Data items:

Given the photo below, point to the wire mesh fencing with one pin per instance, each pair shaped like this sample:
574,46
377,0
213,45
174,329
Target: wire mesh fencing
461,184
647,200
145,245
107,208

Problem to solve → Please write out the records from above, keeping every line exact.

Solution to this task →
Given the photo below, point to the wire mesh fencing with one pin per instance, each pair shaped like this sample:
574,46
377,0
213,45
174,329
Target: wire mesh fencing
461,184
647,200
145,245
107,208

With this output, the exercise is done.